[Dataset entries]

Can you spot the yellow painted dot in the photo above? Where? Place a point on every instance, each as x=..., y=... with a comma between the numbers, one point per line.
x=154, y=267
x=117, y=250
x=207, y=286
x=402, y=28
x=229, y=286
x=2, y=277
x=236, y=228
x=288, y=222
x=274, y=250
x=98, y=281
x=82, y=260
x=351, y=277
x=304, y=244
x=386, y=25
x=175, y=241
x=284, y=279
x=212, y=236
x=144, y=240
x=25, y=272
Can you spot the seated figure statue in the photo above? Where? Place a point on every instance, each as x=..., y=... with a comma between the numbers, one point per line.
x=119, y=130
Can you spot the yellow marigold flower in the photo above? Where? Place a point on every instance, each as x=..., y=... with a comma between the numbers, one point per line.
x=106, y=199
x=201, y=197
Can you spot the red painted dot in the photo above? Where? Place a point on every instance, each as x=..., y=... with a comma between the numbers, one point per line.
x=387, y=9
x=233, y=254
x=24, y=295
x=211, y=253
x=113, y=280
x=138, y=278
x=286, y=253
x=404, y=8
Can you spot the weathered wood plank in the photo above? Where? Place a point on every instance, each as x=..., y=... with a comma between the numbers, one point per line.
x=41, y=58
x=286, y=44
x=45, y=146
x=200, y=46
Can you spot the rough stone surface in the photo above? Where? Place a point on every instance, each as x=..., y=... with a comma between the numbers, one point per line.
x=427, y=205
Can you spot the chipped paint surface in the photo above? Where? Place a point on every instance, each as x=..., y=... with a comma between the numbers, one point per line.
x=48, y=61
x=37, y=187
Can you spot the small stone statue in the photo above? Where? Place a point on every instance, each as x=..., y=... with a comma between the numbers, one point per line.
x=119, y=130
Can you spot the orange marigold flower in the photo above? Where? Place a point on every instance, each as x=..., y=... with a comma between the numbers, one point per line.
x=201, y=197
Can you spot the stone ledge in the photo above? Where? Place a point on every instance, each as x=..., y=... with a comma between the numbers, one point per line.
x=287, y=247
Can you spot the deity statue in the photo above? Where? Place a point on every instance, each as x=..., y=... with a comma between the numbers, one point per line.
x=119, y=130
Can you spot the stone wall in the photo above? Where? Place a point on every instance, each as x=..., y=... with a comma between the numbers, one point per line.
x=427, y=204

WHAT THE TASK ASKS: Repeat each record verbatim.

EXERCISE RESULT:
Can you spot the yellow painted dot in the photo above? Where? Place a point on every instance, each as x=..., y=... with a comma between the numbers, one point per line.
x=154, y=267
x=117, y=250
x=207, y=286
x=402, y=28
x=229, y=286
x=2, y=277
x=236, y=228
x=288, y=222
x=274, y=250
x=98, y=281
x=82, y=260
x=351, y=277
x=304, y=244
x=386, y=25
x=175, y=241
x=284, y=279
x=212, y=236
x=144, y=240
x=25, y=272
Can you spot the seated figure statue in the photo above? Where? Place a point on every instance, each as x=..., y=... with a comma between the numbers, one point per line.
x=119, y=130
Can you spot the yellow marigold flower in the photo above? Where? Place a point on every instance, each as x=..., y=... with a comma between the numbers, one point per line.
x=106, y=199
x=201, y=197
Can you spot the red painted dot in the photo above? Where? Place a point on every instance, each as x=..., y=... with a comma between the numbers, one point per line.
x=387, y=9
x=233, y=254
x=24, y=295
x=211, y=253
x=113, y=280
x=138, y=278
x=286, y=253
x=404, y=8
Can you spot the weathered wood plank in the photo above? Where? Place a point on every instance, each as x=..., y=... with a comma between the numbers, one point per line.
x=41, y=58
x=286, y=44
x=45, y=146
x=200, y=46
Can you spot the rough stone surface in the photo above? Where? Place a point on every instance, each as x=..., y=... with a comma between the numbers, one point per line.
x=427, y=205
Can you spot the chipped paint surface in the photo above? Where? Place a point on every instance, each as x=..., y=... with a comma between the numbers, one point per line.
x=48, y=61
x=37, y=187
Can you spot the small stone statue in the photo above? Where? Place a point on every instance, each as x=..., y=... with a comma between the numbers, one point per line.
x=119, y=130
Can you spot the orange marigold flower in the photo above? Where? Place a point on every instance, each as x=..., y=... with a comma between the numbers, one point per line.
x=201, y=197
Can you spot the stone ledge in the photo above? Where? Place a point on every instance, each as x=..., y=... with a comma between the numbers, one point per line.
x=287, y=247
Can you spot the deity statue in the photo above? Where? Place a point on every instance, each as x=..., y=... with a comma between the numbers, one point per line.
x=119, y=130
Can you spot the stone wall in the photo above? Where? Place a point on every instance, each as x=..., y=... with a comma between the numbers, one point per line.
x=427, y=204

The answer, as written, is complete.